◆ **Your objective**
Reproduce the part of the material that opens with the line containing "Tag each instance of the beige" and closes with the line containing "<point>22,376</point>", requests included. Shift every coordinate in the answer points up by 149, and keep the requests and their format samples unchanged.

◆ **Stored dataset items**

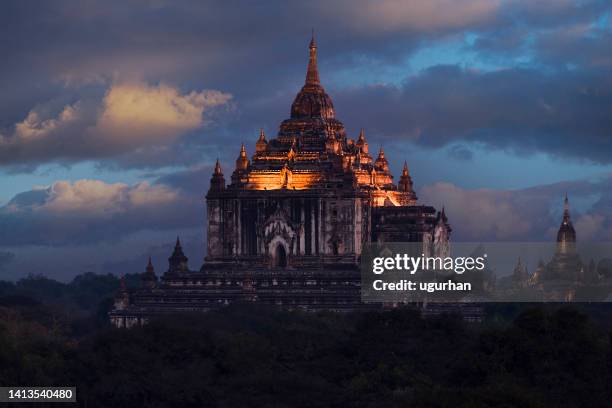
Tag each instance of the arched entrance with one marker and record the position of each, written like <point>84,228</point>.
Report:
<point>280,256</point>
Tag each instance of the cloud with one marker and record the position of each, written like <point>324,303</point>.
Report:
<point>6,258</point>
<point>145,114</point>
<point>564,114</point>
<point>393,15</point>
<point>130,117</point>
<point>87,211</point>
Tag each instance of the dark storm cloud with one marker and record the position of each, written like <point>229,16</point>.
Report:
<point>90,211</point>
<point>5,258</point>
<point>255,52</point>
<point>564,113</point>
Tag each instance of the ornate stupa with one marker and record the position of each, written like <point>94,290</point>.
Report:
<point>290,227</point>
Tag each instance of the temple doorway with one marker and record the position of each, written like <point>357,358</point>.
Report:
<point>280,257</point>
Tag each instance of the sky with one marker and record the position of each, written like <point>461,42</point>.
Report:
<point>112,114</point>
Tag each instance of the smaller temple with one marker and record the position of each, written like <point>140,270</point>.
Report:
<point>565,277</point>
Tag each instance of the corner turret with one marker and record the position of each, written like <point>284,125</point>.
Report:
<point>177,262</point>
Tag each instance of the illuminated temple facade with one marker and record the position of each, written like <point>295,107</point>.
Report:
<point>288,225</point>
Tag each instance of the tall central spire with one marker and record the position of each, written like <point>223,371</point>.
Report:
<point>312,75</point>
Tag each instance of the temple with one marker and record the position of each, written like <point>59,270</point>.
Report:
<point>290,226</point>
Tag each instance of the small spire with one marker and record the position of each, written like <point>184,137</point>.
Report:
<point>217,167</point>
<point>566,214</point>
<point>405,171</point>
<point>312,74</point>
<point>122,285</point>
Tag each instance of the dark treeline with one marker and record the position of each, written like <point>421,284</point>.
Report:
<point>255,356</point>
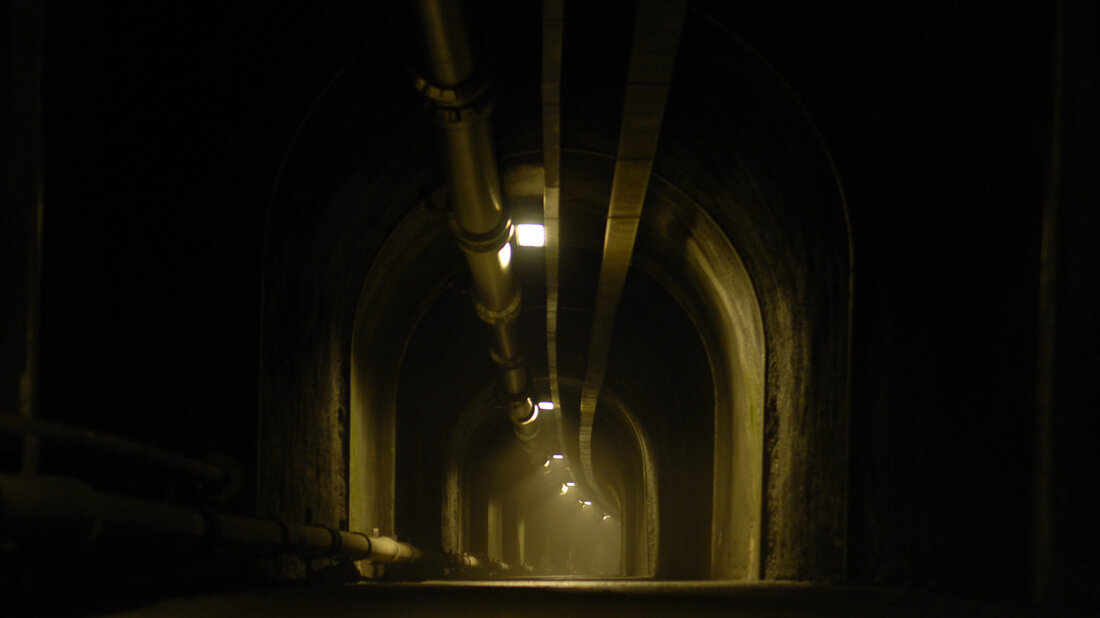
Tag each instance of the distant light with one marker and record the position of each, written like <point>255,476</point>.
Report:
<point>530,234</point>
<point>534,417</point>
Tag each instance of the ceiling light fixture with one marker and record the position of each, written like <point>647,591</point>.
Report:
<point>530,234</point>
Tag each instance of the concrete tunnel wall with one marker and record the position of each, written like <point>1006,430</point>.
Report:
<point>750,167</point>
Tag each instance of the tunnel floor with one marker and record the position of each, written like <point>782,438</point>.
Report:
<point>581,597</point>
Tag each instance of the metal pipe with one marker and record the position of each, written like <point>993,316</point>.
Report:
<point>66,515</point>
<point>78,438</point>
<point>459,95</point>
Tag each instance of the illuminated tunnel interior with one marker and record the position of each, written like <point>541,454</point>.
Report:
<point>805,326</point>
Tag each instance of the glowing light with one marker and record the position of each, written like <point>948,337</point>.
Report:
<point>534,417</point>
<point>530,234</point>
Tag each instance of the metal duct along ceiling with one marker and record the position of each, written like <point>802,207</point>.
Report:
<point>656,40</point>
<point>462,106</point>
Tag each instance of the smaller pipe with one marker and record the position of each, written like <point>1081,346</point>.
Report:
<point>78,438</point>
<point>64,516</point>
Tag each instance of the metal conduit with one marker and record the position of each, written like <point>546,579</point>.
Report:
<point>656,39</point>
<point>86,439</point>
<point>64,515</point>
<point>462,106</point>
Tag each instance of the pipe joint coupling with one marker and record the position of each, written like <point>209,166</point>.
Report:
<point>488,242</point>
<point>455,107</point>
<point>494,317</point>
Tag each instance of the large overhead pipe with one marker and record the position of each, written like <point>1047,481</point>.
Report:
<point>65,516</point>
<point>94,441</point>
<point>458,90</point>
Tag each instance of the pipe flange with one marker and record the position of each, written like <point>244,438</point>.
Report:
<point>490,242</point>
<point>510,363</point>
<point>499,316</point>
<point>452,96</point>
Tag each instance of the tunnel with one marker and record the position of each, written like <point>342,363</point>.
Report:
<point>645,307</point>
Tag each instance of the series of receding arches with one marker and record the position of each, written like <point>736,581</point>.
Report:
<point>725,433</point>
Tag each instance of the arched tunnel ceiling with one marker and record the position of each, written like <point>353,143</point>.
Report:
<point>749,166</point>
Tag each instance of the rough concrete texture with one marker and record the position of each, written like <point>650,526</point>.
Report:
<point>766,183</point>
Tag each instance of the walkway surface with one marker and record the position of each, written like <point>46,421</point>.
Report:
<point>571,598</point>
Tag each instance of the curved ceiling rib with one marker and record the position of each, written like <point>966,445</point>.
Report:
<point>652,57</point>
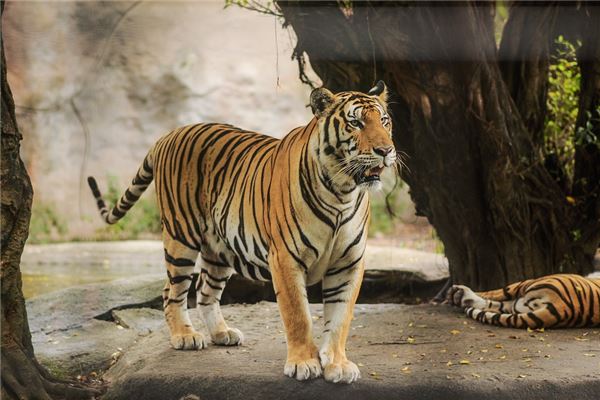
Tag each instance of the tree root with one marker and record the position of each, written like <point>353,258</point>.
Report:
<point>24,378</point>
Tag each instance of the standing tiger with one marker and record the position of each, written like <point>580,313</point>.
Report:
<point>553,301</point>
<point>294,211</point>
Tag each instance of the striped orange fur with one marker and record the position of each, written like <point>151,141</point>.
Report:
<point>294,211</point>
<point>553,301</point>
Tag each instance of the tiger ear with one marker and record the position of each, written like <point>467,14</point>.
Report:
<point>379,90</point>
<point>320,100</point>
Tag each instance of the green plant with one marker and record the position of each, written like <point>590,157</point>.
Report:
<point>46,224</point>
<point>385,206</point>
<point>562,105</point>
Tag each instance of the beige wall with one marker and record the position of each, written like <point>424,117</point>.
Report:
<point>165,64</point>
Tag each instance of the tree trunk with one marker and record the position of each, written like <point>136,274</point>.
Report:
<point>474,163</point>
<point>22,376</point>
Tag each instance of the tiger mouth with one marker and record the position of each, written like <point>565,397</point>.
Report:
<point>370,175</point>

◆ **Task response**
Tag each instance of the beige wall with one marker and record the position of each, written like <point>424,117</point>.
Report:
<point>314,213</point>
Tag each instance of the tree trunk with one marker and record the position of each, written like <point>136,274</point>.
Report:
<point>623,312</point>
<point>171,525</point>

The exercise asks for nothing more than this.